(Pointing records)
........

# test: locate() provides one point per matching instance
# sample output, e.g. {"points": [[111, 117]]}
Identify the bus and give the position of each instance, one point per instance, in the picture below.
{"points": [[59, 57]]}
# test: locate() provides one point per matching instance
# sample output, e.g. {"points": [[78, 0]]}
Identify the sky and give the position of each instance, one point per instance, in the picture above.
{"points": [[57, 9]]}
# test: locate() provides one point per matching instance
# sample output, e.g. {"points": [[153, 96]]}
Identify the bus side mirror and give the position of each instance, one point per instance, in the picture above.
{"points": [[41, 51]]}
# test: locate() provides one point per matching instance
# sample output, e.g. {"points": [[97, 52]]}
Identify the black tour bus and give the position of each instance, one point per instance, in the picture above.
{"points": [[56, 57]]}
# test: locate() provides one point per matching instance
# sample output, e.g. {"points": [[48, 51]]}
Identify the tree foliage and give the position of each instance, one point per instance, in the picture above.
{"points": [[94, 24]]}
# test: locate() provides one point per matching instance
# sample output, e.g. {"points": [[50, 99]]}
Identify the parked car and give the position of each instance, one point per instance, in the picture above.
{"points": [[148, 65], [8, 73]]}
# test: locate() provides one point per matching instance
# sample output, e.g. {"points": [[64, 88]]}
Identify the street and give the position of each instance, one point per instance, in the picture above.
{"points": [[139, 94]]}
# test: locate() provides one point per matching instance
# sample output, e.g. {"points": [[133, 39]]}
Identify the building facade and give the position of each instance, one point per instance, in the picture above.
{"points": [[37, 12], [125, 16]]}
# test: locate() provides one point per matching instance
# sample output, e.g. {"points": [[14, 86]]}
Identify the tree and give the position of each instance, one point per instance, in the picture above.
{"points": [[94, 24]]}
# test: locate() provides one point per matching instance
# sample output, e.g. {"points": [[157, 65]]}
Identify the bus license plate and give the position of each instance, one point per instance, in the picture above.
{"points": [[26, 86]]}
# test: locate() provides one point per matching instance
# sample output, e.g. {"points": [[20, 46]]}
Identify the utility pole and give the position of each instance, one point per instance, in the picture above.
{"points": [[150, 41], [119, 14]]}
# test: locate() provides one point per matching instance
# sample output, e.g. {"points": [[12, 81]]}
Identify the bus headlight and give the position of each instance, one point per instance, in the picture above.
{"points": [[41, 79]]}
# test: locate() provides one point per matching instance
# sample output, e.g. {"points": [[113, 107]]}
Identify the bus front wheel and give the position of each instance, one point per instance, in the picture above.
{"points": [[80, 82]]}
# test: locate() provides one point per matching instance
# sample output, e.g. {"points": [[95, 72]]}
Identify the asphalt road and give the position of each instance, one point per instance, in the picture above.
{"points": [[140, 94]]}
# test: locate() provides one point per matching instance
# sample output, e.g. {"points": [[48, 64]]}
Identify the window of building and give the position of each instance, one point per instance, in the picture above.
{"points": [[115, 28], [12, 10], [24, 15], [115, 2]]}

........

*WHAT TO WORK ON*. Report each line above that contains the word "building" and copy every such line in full.

*CORRECT OUTPUT*.
Identify the building facade and give the position of each instance, one point per instance, in the picture above.
Identify the window of building and give the position of each instance, one point per instance, in the picture above.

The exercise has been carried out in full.